■ **INFORMATION GIVEN**

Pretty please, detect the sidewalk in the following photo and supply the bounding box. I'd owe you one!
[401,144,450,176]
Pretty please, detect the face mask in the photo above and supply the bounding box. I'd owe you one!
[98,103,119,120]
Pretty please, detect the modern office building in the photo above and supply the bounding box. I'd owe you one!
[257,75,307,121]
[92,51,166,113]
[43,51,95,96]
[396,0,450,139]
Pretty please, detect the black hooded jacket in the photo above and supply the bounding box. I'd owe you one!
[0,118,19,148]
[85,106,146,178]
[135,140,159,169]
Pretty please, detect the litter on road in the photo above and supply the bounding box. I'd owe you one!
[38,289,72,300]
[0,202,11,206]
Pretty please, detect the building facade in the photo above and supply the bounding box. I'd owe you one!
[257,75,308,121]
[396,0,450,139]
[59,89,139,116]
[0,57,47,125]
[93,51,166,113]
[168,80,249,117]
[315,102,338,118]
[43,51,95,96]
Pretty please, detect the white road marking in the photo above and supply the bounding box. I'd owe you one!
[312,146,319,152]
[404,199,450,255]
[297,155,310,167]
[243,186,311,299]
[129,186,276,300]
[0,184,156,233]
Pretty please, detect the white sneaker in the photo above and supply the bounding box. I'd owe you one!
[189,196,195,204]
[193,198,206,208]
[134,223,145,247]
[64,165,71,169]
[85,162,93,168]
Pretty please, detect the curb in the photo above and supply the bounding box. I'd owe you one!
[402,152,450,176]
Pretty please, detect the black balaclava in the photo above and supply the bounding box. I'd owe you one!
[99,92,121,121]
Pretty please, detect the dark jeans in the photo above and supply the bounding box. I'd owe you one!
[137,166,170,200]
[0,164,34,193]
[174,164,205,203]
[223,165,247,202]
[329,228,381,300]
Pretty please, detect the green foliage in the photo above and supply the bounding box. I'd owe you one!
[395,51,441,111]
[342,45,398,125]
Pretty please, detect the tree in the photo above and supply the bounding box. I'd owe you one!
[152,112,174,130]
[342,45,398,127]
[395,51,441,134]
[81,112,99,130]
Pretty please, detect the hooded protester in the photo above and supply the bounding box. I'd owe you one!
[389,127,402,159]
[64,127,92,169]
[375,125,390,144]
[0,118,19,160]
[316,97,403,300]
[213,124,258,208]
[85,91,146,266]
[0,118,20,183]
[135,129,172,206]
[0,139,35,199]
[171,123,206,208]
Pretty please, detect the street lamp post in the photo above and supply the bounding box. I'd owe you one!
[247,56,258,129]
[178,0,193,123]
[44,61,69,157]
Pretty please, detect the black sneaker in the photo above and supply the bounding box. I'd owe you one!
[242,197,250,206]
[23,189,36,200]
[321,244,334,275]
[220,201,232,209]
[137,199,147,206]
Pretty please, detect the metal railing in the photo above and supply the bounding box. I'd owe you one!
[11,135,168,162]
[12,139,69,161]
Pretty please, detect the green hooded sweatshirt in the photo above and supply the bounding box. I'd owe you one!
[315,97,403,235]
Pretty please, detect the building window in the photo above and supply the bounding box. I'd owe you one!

■ **WHAT IS REQUIRED**
Start to finish, restate the records above word for word.

■ **RESULT OF THIS TASK**
Pretty please, detect the sidewalk in the following photo and supply the bounding box. I'd owe you one!
[401,144,450,176]
Pretty please, detect the face mask in the photo above and supply the bounding box. I'd owe you one!
[98,103,119,120]
Pretty please, detect the modern office building in the photo above and supply the bounding box. I'd owe you one!
[257,75,307,121]
[92,51,166,113]
[43,51,95,96]
[396,0,450,139]
Pretty please, detect the black hooded jacket in the photo above and supply the bounding box. I'd owe you one!
[0,118,19,148]
[85,106,146,178]
[135,140,159,169]
Pretty please, detect the litter on road in the photo above and supply the bounding box. I'd owe you one!
[38,289,72,300]
[0,202,11,206]
Pretty please, detect the building facade in the photo above and supply the bounding box. I'd owe you one!
[257,75,308,121]
[396,0,450,139]
[59,89,139,116]
[0,57,47,125]
[93,51,166,113]
[168,80,249,117]
[315,102,338,118]
[43,51,95,96]
Pretty please, detect the white road marking in the photo above and supply the bounding box. I'd owe you one!
[312,146,319,152]
[404,199,450,255]
[297,155,310,167]
[243,186,311,299]
[129,186,276,300]
[0,184,156,233]
Pretty please, detect the white sneaker in the photo above and supply the bounding box. I'd owe you one!
[189,196,195,204]
[193,198,206,208]
[134,223,145,247]
[64,165,71,169]
[85,162,93,168]
Pretty please, detect the curb in the photo above and supply the bounding box. I'd owe you one!
[402,152,450,176]
Pretty please, detect the black balaclava in the photo above and supply the bounding box. I'd owe you one!
[99,92,121,121]
Pretty please, detect the dark jeans in the photo above and supply the bounding box. I'd owe you one!
[137,166,170,200]
[0,164,34,193]
[174,164,205,203]
[223,165,247,202]
[329,228,381,300]
Pretty please, detect the green foliage in the photo above and supply the bounding box. I'd owe you one!
[395,51,441,111]
[342,45,398,125]
Pretty please, detect the tree in the photo above and supply the bounding box. I'd owe you one!
[152,112,174,130]
[342,45,398,127]
[395,51,441,134]
[81,112,99,130]
Pretty please, detect the hooded protester in the photo above and supply the bounding box. I'd owe you one!
[389,127,402,159]
[64,127,92,169]
[375,125,390,144]
[0,118,19,160]
[316,97,403,300]
[213,124,258,208]
[85,91,146,266]
[0,118,20,183]
[135,129,172,206]
[0,139,35,199]
[171,123,206,208]
Pretty please, detect the street lamp post in the photo above and supply the bounding box. I'd owe you one!
[247,56,258,129]
[178,0,193,123]
[44,61,69,157]
Pretty please, detect the black sneaker in the photo above and supply the bounding box. I'd owe you one!
[242,197,250,206]
[23,189,36,200]
[321,244,334,275]
[220,201,232,209]
[137,199,147,206]
Pretty please, detect the metal railing in the photo above and supply the bounding box. I'd owe you one!
[11,135,168,162]
[12,139,69,161]
Pretty please, detect the green hooded sweatshirt in the photo above and supply the bounding box. I'd owe you one!
[315,97,403,235]
Pretty please, detect the building window in the photo above and supply the bounding box. I'd owe you one!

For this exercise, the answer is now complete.